THE EXERCISE -
In the podcast transcript, which city did the host's family drop their daughter off in for college?

DOCUMENT EXCERPT -
────────────────────────────────────────
Full Episode Transcript:
Hello, hello, everybody. How is it going? Welcome to another episode that I was not going to record. And that is the truth. So let’s go out, give you a little backstory on that. It has been an epic weekend. Our daughter went to college and we all got on an airplane together and dropped her off in Philly one of my new favorite cities on the planet.
And yeah, , it was four straight days of I’ll just give you guys some just understanding. And you’ll get this because what we are talking about in this episode is around the habit of just being tired and feeling exhausted. And how that looks for a lot of us in relationship with food.
How many times have you noticed when you’re just incredibly exhausted and tired and you just automatically are reaching for food as the fix? And I’m curious if that is something that you struggle with. If it is, you’re definitely in the right place. If you have absolutely zero issues with overeating when you’re exhausted, then just turn this podcast off right now.
But if you like every single one of my clients that I’ve worked with for two and a half decades, including my own journey out of that hell, which is to eat obsessively when you are absolutely exhausted and then you wake up the next day and go, Oh my God, what the hell did I just do? Then you’re definitely in the right place.
And I’m just prefacing this entire episode with this insane weekend that we just had. And just to give you guys some real context here our flight left at 5 15 in the morning, which means that of course you have to be like at least 4:15 checked in, which meant that we had to get there at the very latest we needed to be walking in the doors at 345.
────────────────────────────────────────
MATERIAL SHOWN -
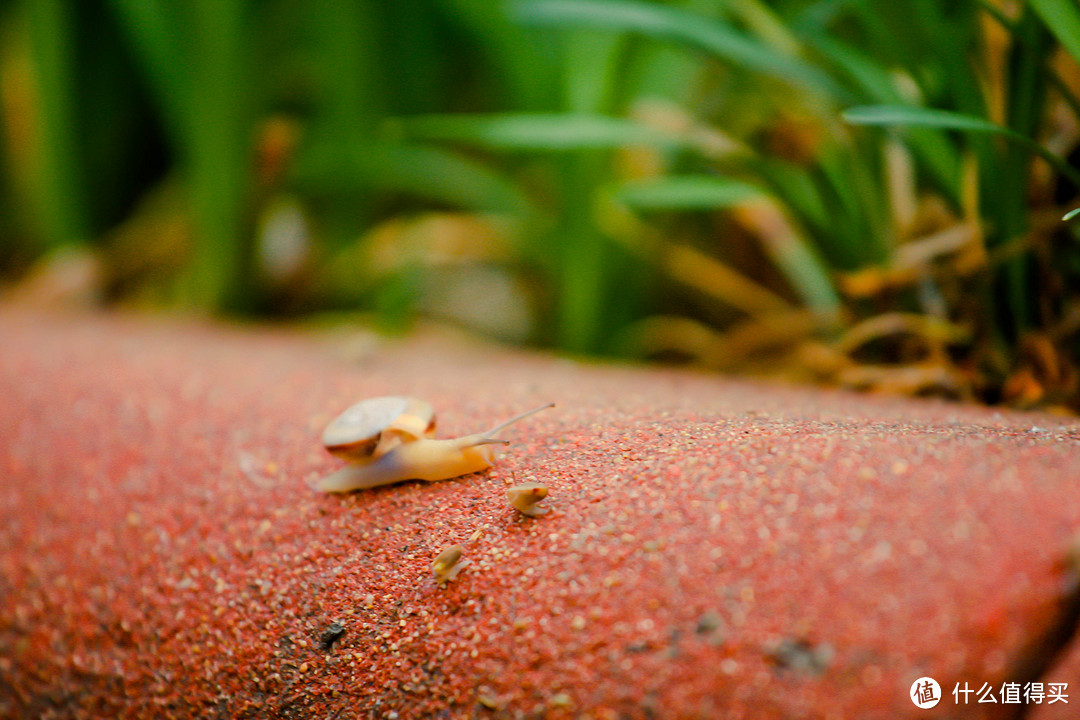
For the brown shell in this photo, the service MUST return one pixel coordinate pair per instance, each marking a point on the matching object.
(525, 497)
(355, 434)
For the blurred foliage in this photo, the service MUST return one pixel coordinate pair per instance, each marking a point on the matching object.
(860, 192)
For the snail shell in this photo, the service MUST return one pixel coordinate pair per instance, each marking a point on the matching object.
(373, 428)
(525, 497)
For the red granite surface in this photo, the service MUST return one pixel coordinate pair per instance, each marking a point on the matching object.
(716, 548)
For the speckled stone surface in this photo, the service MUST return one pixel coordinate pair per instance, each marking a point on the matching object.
(716, 548)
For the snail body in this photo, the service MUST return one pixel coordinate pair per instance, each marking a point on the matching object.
(381, 449)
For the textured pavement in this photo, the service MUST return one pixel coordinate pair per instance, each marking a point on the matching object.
(716, 547)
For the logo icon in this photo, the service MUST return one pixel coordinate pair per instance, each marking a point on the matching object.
(926, 693)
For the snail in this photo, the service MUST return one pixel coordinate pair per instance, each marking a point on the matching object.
(390, 439)
(525, 497)
(448, 564)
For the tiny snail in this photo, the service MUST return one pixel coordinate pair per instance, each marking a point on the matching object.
(448, 564)
(389, 439)
(525, 497)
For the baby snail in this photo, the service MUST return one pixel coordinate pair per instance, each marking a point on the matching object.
(448, 564)
(390, 439)
(525, 497)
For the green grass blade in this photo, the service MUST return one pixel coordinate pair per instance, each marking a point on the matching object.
(684, 192)
(662, 22)
(430, 173)
(536, 133)
(895, 114)
(158, 36)
(1062, 17)
(59, 188)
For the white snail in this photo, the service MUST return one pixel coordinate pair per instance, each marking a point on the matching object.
(389, 439)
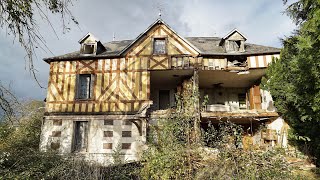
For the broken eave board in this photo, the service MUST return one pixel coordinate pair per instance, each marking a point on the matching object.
(216, 115)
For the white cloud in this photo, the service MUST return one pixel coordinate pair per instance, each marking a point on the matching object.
(261, 21)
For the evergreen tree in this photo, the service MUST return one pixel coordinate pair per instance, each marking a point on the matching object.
(294, 79)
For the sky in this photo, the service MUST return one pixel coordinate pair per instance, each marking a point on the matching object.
(261, 21)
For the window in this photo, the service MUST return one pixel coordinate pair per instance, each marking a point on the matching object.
(108, 134)
(234, 45)
(159, 46)
(242, 101)
(80, 136)
(164, 99)
(126, 133)
(126, 146)
(88, 48)
(84, 87)
(108, 122)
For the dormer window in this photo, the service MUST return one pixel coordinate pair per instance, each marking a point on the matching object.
(90, 45)
(159, 46)
(234, 45)
(88, 48)
(234, 42)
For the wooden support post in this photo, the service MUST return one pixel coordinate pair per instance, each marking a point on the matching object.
(197, 131)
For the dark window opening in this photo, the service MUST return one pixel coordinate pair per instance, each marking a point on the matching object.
(164, 99)
(108, 134)
(159, 46)
(234, 45)
(108, 122)
(242, 101)
(88, 49)
(80, 142)
(126, 134)
(84, 86)
(126, 146)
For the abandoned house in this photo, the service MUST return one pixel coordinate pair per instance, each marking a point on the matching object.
(103, 97)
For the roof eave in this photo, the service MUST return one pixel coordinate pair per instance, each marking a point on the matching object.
(48, 60)
(239, 54)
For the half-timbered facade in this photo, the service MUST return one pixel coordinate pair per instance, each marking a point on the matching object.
(102, 97)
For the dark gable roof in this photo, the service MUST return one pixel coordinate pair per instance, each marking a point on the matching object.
(207, 46)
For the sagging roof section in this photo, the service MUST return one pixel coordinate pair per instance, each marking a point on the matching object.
(203, 45)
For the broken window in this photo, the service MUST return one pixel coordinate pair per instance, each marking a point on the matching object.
(159, 46)
(126, 133)
(84, 88)
(164, 99)
(80, 141)
(88, 48)
(242, 101)
(234, 45)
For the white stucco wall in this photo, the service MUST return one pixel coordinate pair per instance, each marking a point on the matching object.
(95, 150)
(281, 127)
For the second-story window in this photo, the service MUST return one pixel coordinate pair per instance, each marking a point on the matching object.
(159, 46)
(84, 87)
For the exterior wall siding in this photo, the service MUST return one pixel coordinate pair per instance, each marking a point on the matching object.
(119, 85)
(261, 61)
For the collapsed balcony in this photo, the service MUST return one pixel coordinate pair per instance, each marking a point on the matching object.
(234, 95)
(163, 87)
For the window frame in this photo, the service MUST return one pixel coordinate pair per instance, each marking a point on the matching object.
(74, 148)
(91, 87)
(88, 44)
(165, 39)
────────────────────────────────────────
SOLUTION -
Philly